# The data:
· · · · ·

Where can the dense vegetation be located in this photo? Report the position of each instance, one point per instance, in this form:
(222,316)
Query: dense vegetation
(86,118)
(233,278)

· · · · ·

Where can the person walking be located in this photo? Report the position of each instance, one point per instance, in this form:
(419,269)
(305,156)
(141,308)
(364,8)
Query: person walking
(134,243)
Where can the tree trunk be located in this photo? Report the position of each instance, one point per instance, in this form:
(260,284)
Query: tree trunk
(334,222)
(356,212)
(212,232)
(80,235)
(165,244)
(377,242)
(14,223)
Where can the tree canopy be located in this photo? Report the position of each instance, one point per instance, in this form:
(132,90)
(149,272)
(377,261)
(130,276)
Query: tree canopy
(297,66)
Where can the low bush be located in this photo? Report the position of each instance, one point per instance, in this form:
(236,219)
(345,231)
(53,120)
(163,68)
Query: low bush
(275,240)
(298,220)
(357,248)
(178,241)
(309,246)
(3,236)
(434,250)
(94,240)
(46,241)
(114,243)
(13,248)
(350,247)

· · · · ·

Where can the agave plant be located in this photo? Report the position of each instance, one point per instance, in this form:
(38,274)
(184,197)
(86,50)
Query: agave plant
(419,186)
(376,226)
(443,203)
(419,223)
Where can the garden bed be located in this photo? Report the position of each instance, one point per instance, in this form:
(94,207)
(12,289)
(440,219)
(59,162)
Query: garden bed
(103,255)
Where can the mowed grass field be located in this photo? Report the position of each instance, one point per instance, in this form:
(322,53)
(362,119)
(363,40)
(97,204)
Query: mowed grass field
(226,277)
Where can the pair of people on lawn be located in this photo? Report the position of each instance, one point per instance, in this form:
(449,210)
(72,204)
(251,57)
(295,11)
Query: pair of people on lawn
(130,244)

· · · · ·

# Exercise aim:
Which lines of the records above contain the word "plant"? Locate each one and copy it out in full.

# The solution:
Where can the agave plant be located in this photo? Report the position of each instance, one point per instance, in this form:
Query: agave plant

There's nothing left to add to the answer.